■ TEXT PROVIDED ■
"""
The Real Inquisition
Investigating the popular myth.

By Thomas F. Madden

When the sins of the Catholic Church are recited (as they so often are) the Inquisition figures prominently. People with no interest in European history know full well that it was led by brutal and fanatical churchmen who tortured, maimed, and killed those who dared question the authority of the Church. The word “Inquisition” is part of our modern vocabulary, describing both an institution and a period of time. Having one of your hearings referred to as an “Inquisition” is not a compliment for most senators.

But in recent years the Inquisition has been subject to greater investigation. In preparation for the Jubilee in 2000, Pope John Paul II wanted to find out just what happened during the time of the Inquisition's (the institution's) existence. In 1998 the Vatican opened the archives of the Holy Office (the modern successor to the Inquisition) to a team of 30 scholars from around the world. Now at last the scholars have made their report, an 800-page tome that was unveiled at a press conference in Rome on Tuesday. Its most startling conclusion is that the Inquisition was not so bad after all. Torture was rare and only about 1 percent of those brought before the Spanish Inquisition were actually executed. As one headline read “Vatican Downsizes Inquisition.”
"""
List every number written in digits in the text about the Inquisition. These lines come from a separate source.

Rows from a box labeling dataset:
"""
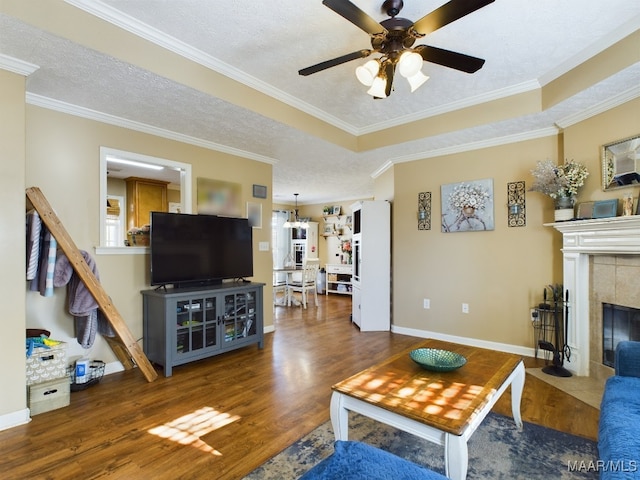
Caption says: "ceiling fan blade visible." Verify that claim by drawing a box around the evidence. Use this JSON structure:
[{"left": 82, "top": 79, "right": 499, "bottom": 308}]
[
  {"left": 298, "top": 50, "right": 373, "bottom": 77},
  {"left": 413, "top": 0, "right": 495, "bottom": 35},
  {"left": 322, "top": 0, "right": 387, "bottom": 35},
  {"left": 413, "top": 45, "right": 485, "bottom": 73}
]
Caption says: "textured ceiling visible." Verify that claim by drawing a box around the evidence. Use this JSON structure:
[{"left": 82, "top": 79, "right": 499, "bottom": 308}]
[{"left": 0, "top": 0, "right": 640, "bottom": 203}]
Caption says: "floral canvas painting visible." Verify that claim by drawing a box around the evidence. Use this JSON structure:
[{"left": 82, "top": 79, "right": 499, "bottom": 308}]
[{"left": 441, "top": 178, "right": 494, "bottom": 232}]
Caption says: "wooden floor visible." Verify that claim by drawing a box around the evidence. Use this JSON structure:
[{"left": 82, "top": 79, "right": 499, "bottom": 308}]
"""
"""
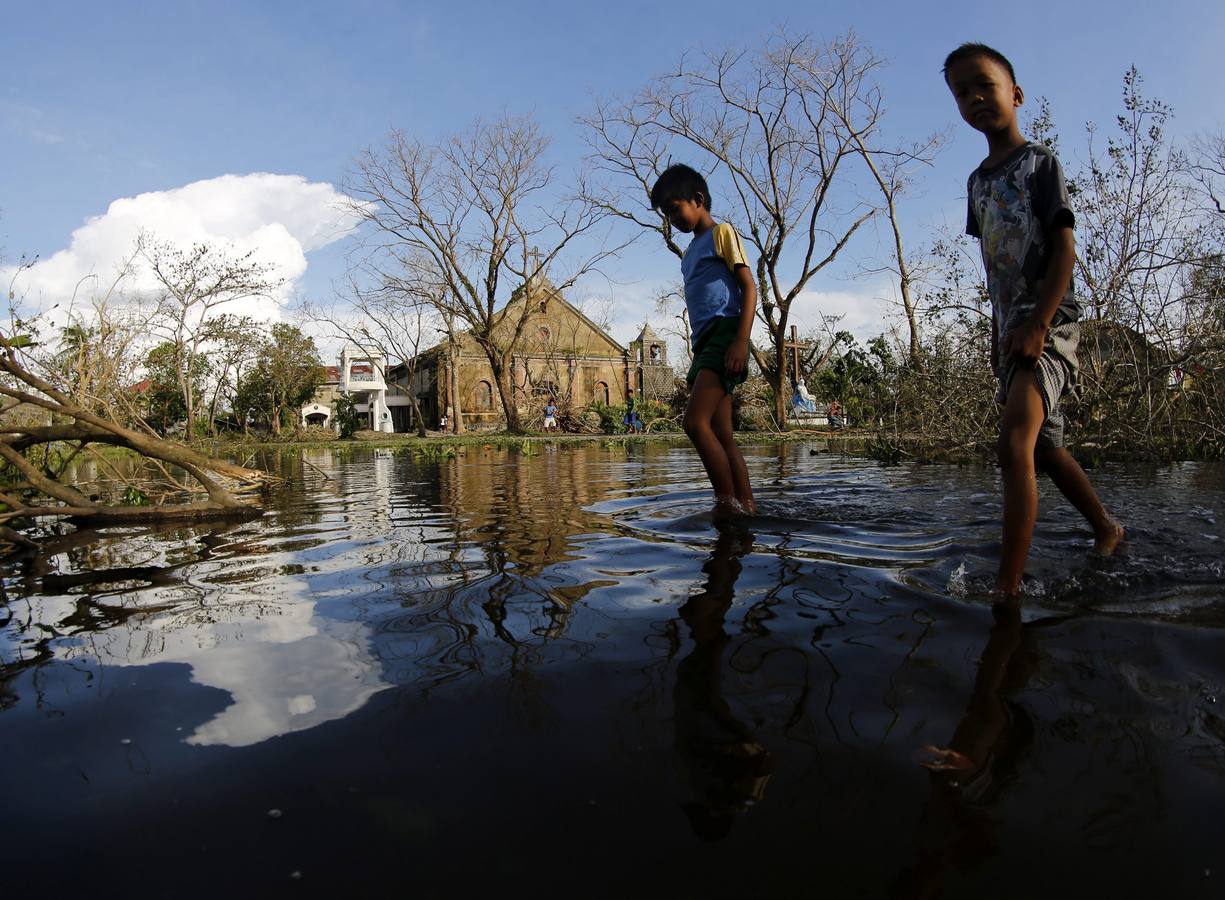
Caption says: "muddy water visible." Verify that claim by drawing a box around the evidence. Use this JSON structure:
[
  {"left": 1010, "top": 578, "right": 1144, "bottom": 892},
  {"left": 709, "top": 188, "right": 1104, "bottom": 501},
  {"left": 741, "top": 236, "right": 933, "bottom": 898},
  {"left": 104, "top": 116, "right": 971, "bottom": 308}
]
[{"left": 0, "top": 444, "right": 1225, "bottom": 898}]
"""
■ SOLVED PROBLEM ■
2000, 1998, 30, 800, 1